_Assigned task_
Using the records below, transcribe word for word the stretch from the line that contains "Please segment every instance of the plaid" through the line that contains "Please segment every instance of the leafy", both end lines included, and nothing else.

---------- Data for analysis

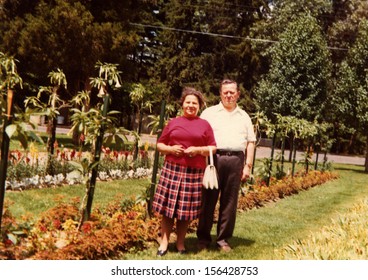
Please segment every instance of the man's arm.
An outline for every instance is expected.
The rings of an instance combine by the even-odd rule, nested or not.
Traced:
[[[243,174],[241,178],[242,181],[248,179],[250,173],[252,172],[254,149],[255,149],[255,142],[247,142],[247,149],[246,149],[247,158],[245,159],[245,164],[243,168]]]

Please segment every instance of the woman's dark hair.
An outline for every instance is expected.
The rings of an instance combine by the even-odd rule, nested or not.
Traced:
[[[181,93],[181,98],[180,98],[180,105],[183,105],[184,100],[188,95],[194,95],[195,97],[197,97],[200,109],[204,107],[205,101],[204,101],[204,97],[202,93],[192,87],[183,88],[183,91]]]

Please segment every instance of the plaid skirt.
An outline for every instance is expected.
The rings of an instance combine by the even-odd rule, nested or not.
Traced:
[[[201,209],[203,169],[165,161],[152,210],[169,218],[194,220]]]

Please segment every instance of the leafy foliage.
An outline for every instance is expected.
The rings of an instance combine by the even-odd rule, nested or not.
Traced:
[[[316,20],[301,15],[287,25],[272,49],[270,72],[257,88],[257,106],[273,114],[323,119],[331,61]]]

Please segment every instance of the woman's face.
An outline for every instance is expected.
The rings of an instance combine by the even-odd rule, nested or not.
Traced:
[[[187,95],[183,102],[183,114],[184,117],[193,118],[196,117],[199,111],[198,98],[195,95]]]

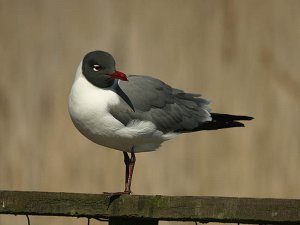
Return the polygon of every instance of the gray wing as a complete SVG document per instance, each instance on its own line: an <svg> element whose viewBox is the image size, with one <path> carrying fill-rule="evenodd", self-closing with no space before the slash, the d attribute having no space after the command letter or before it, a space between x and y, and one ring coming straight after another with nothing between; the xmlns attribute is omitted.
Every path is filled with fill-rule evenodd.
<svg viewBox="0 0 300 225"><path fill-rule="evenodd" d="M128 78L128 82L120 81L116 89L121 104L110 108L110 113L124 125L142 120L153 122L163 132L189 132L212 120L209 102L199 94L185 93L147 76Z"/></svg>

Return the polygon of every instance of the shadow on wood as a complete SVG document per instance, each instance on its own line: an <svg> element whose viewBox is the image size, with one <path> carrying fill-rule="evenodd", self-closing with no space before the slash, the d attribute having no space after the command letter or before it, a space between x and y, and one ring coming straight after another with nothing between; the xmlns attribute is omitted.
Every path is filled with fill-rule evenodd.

--------------------
---------- Data for analysis

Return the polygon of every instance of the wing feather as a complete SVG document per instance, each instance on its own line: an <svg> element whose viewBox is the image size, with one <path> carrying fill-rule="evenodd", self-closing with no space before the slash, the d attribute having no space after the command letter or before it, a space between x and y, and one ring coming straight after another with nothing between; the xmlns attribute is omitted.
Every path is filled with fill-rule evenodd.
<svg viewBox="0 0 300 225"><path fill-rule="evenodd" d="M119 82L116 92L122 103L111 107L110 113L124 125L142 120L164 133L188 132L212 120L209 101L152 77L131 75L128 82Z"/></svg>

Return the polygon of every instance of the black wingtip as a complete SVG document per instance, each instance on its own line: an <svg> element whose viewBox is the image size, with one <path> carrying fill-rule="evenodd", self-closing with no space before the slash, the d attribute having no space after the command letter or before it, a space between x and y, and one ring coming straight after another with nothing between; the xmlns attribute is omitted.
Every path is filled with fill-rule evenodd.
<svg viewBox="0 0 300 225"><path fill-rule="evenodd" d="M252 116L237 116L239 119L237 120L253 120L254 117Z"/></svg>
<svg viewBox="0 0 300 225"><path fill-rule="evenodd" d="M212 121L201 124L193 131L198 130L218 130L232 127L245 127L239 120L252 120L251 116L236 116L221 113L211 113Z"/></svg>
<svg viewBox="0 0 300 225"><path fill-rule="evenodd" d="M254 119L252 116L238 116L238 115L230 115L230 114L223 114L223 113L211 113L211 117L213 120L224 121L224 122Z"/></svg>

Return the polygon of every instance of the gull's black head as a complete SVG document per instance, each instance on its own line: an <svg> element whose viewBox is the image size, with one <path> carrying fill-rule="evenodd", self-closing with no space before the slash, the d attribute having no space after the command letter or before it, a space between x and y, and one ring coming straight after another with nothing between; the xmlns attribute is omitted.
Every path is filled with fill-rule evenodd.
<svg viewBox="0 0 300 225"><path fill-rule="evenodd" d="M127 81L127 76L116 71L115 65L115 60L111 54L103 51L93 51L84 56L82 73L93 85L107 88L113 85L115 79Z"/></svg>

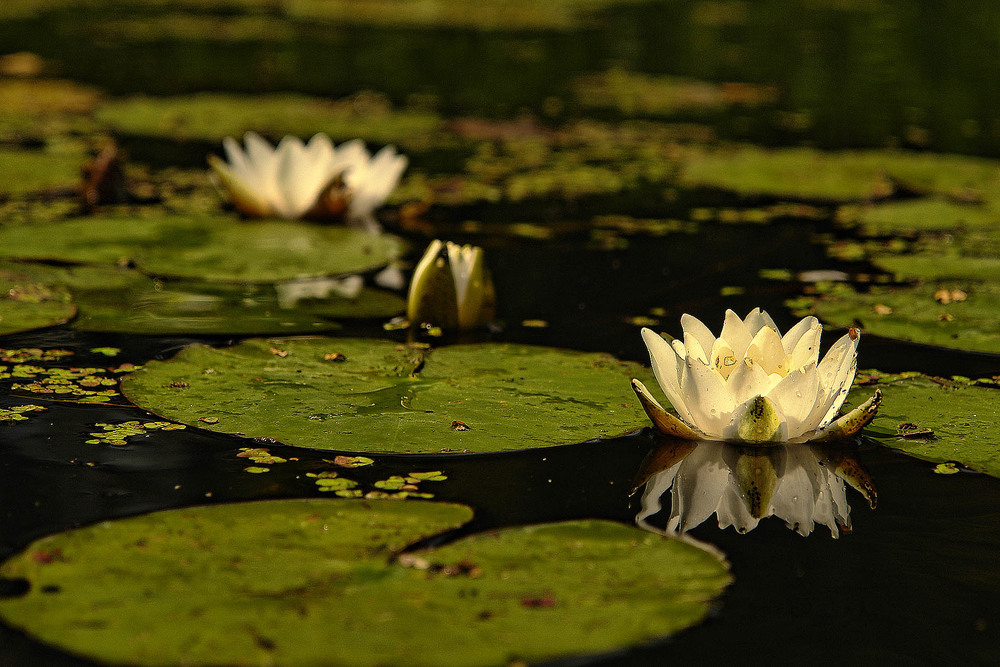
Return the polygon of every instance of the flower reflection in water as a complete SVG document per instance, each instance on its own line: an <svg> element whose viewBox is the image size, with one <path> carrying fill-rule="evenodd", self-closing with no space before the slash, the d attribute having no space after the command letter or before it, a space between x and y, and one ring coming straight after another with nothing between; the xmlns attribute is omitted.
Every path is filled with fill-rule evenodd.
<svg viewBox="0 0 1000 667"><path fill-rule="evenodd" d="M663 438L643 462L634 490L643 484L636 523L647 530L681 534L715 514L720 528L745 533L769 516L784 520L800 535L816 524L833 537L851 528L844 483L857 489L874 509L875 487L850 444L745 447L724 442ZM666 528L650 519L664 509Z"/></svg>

--------------------

_Result_
Please segment every instance of the plaid skirt.
An outline for every instance is expected.
The rings of an instance combine by the even-odd rule, nested or not.
Traced:
[[[201,209],[203,169],[165,161],[152,210],[169,218],[194,220]]]

Please segment every instance of the leafy foliage.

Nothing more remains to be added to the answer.